● **Exercise details**: Copy the data below exactly, from its first line through the line containing "x=694, y=329", inclusive. Leave the pictures out.

--- Start of Raw data ---

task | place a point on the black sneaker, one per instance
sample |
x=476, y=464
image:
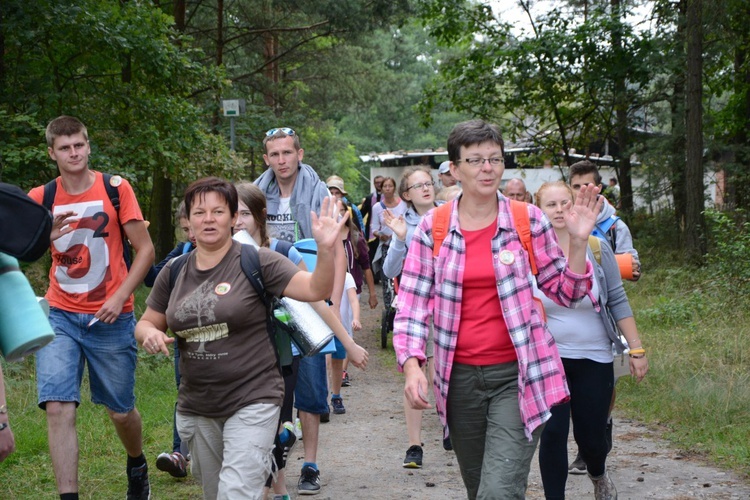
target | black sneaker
x=413, y=458
x=338, y=406
x=447, y=445
x=309, y=481
x=138, y=487
x=578, y=466
x=173, y=463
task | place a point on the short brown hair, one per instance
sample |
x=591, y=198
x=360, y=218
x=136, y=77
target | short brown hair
x=199, y=189
x=585, y=167
x=472, y=132
x=64, y=125
x=403, y=186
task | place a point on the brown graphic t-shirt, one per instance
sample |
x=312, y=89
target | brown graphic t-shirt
x=227, y=360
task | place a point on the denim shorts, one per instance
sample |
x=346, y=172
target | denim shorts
x=311, y=392
x=109, y=350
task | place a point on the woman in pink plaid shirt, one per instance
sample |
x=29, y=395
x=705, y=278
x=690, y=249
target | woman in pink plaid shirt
x=492, y=348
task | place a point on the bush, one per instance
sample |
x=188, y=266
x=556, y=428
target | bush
x=729, y=248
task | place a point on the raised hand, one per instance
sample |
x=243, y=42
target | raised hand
x=581, y=218
x=326, y=228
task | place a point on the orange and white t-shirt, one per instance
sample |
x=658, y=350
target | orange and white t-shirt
x=87, y=263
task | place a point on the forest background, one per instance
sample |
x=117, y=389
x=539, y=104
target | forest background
x=670, y=88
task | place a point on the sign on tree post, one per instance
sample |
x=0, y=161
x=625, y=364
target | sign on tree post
x=232, y=108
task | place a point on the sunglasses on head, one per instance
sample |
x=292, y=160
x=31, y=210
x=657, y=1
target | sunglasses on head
x=286, y=130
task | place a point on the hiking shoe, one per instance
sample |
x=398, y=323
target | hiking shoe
x=309, y=481
x=604, y=488
x=608, y=435
x=578, y=466
x=413, y=458
x=138, y=487
x=298, y=429
x=173, y=463
x=281, y=450
x=338, y=406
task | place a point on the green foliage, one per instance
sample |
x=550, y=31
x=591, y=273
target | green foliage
x=729, y=248
x=19, y=147
x=694, y=329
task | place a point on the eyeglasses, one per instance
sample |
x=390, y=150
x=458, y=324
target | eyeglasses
x=421, y=185
x=286, y=130
x=478, y=162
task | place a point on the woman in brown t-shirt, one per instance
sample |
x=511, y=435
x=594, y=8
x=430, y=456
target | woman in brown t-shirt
x=231, y=388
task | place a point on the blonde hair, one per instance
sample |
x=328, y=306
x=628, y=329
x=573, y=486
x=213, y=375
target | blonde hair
x=449, y=194
x=252, y=196
x=548, y=185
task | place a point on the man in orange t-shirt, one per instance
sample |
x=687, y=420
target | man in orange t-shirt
x=91, y=299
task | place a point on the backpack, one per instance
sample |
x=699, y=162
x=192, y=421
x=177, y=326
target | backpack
x=520, y=216
x=24, y=224
x=607, y=231
x=50, y=189
x=277, y=330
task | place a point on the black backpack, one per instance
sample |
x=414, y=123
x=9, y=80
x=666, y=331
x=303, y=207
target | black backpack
x=50, y=189
x=25, y=225
x=278, y=331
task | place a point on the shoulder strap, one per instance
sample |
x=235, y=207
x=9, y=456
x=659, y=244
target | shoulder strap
x=441, y=220
x=283, y=247
x=50, y=189
x=250, y=263
x=112, y=192
x=520, y=214
x=175, y=266
x=596, y=248
x=604, y=226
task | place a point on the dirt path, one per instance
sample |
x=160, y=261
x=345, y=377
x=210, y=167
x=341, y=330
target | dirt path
x=361, y=452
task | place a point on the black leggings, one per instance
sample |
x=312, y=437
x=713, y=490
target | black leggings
x=590, y=385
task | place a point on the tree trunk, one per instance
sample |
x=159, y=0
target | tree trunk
x=162, y=223
x=694, y=230
x=162, y=226
x=677, y=139
x=621, y=115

--- End of Raw data ---

● **Finished task**:
task | place a point on the black sneaker, one per instance
sample |
x=476, y=464
image:
target | black sneaker
x=413, y=458
x=338, y=406
x=447, y=445
x=309, y=481
x=138, y=487
x=578, y=466
x=173, y=463
task | place a point on the short brown hair, one per instance
sample |
x=591, y=198
x=360, y=218
x=136, y=77
target | short brown hair
x=199, y=189
x=585, y=167
x=472, y=132
x=64, y=125
x=403, y=186
task | place a point on the brown graphic t-shirt, one per instance
sample |
x=312, y=89
target | brown graphic t-shirt
x=227, y=360
task | place a point on the denim shorts, one per instance
sample |
x=346, y=172
target | denim shorts
x=311, y=392
x=109, y=350
task | place a point on the woman in pink plaid shirt, one per instance
sample |
x=29, y=395
x=705, y=278
x=690, y=249
target | woman in pink plaid shirt
x=492, y=348
task | place a point on the bush, one per instance
sample |
x=188, y=266
x=556, y=428
target | bush
x=729, y=248
task | place a point on the raised hand, one per instance
sample |
x=243, y=42
target | raised hand
x=581, y=218
x=326, y=228
task | place a point on the orange and white t-shirt, one per instance
sample |
x=658, y=350
target | orange and white t-shirt
x=87, y=263
task | place a point on the forest background, one per instance
sample |
x=117, y=389
x=539, y=104
target | forest background
x=670, y=88
task | place a point on the sign on tree post, one per instance
sample |
x=0, y=161
x=625, y=364
target | sign on tree post
x=232, y=108
task | place a point on the sunglasses on head, one per instance
sample |
x=292, y=160
x=31, y=210
x=657, y=1
target | sunglasses on head
x=286, y=130
task | place a point on the hiking shoe, one per instance
sample |
x=398, y=323
target | hiking shoe
x=309, y=481
x=604, y=488
x=608, y=435
x=578, y=466
x=413, y=458
x=138, y=487
x=298, y=429
x=173, y=463
x=281, y=450
x=338, y=406
task | place a point on the green foliage, one per instance
sample |
x=550, y=31
x=591, y=273
target | green foliage
x=729, y=248
x=19, y=147
x=694, y=329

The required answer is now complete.